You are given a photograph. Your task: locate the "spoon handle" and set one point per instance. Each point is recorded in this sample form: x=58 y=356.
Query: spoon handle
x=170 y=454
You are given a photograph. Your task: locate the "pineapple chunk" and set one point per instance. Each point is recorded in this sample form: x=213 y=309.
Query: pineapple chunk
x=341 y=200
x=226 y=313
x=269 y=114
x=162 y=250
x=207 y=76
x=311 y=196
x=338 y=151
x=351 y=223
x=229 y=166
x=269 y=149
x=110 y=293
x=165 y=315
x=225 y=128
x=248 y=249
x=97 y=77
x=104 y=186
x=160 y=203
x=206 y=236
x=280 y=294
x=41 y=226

○ ○ ○ ○ ○ ○ ○

(Work required):
Output the lines above as a Markdown table, starting at the line that contains "form: x=213 y=309." and running through the last line, with both ends included. Use two columns, Row and Text: Row holds the row number and Text holds the line. Leave out blank lines.

(Output for this exercise):
| Row | Text |
|---|---|
| 1 | You are given a photograph. Your task: locate the "pineapple chunk" and set one point per instance. Each point is recorded in this sample form: x=213 y=309. |
| 2 | Query: pineapple chunk |
| 3 | x=341 y=200 |
| 4 | x=226 y=313 |
| 5 | x=269 y=114 |
| 6 | x=162 y=250 |
| 7 | x=207 y=76 |
| 8 | x=311 y=196 |
| 9 | x=338 y=151 |
| 10 | x=351 y=223 |
| 11 | x=229 y=166 |
| 12 | x=269 y=149 |
| 13 | x=110 y=293 |
| 14 | x=165 y=315 |
| 15 | x=225 y=128 |
| 16 | x=248 y=249 |
| 17 | x=97 y=77 |
| 18 | x=104 y=186 |
| 19 | x=160 y=203 |
| 20 | x=206 y=236 |
| 21 | x=280 y=294 |
| 22 | x=41 y=226 |